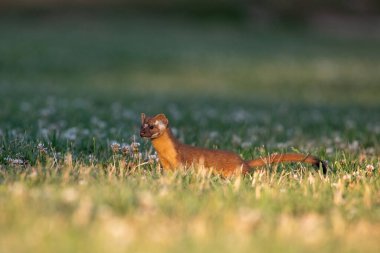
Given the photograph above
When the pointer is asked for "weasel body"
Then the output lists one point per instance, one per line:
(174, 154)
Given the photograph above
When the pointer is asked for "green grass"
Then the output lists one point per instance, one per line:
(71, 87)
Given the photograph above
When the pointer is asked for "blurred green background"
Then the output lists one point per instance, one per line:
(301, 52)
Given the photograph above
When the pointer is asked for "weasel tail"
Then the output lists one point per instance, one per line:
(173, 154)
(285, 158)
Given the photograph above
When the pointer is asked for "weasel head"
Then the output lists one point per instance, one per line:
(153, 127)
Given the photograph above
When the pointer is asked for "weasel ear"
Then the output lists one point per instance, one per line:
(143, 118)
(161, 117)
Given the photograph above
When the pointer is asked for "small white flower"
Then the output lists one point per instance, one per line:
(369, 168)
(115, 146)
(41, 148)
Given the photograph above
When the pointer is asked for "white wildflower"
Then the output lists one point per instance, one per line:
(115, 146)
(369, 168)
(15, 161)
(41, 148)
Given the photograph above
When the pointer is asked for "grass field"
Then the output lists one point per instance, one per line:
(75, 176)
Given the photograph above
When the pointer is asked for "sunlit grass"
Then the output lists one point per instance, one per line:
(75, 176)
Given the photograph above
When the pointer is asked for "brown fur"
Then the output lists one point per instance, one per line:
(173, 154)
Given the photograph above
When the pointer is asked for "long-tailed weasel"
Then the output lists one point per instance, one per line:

---

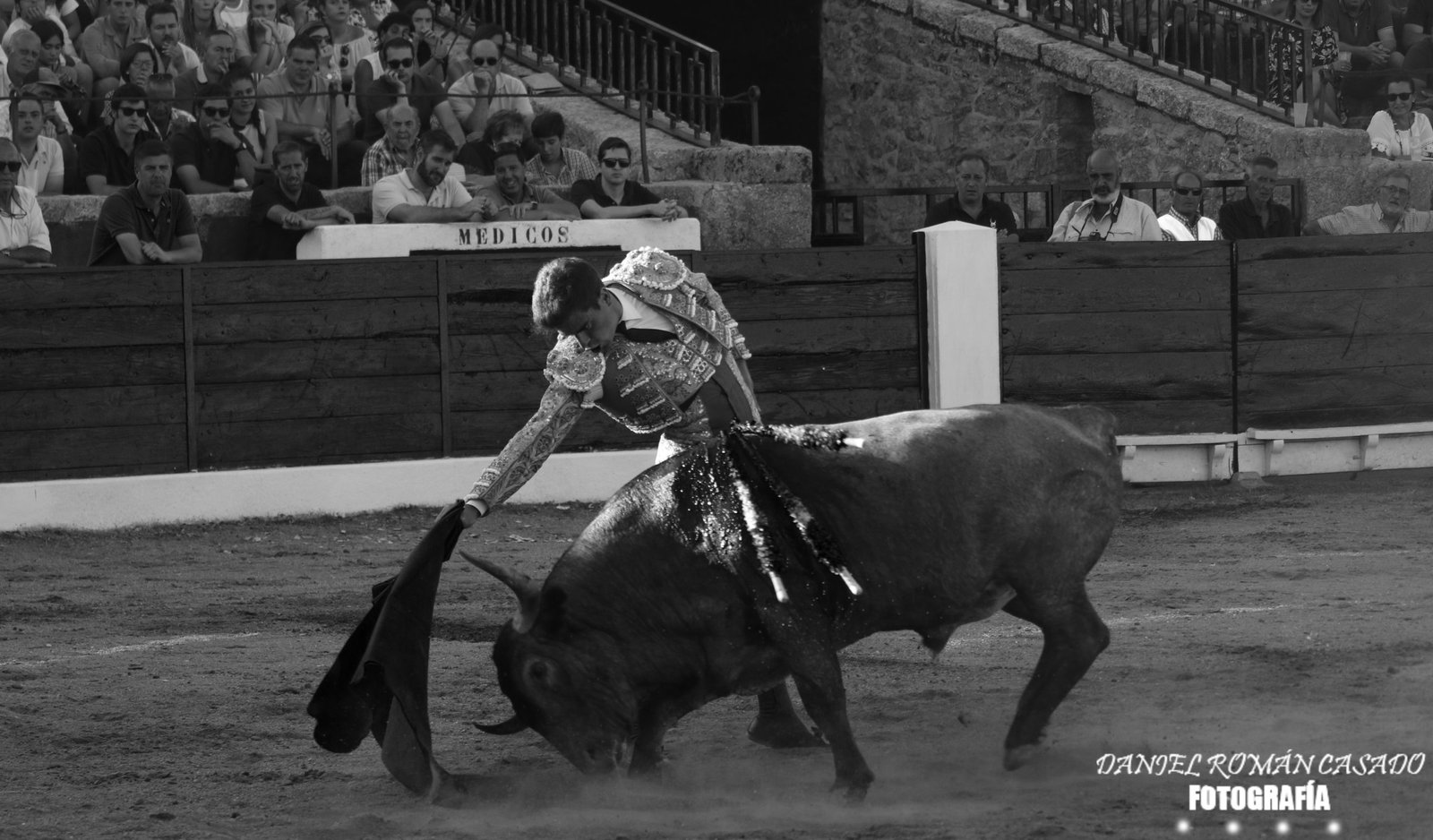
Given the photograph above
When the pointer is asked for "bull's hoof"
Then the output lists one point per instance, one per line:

▶ _What you will do_
Reply with the number of lines in the entries that hold the word "white", and add no other words.

▶ _Response area_
2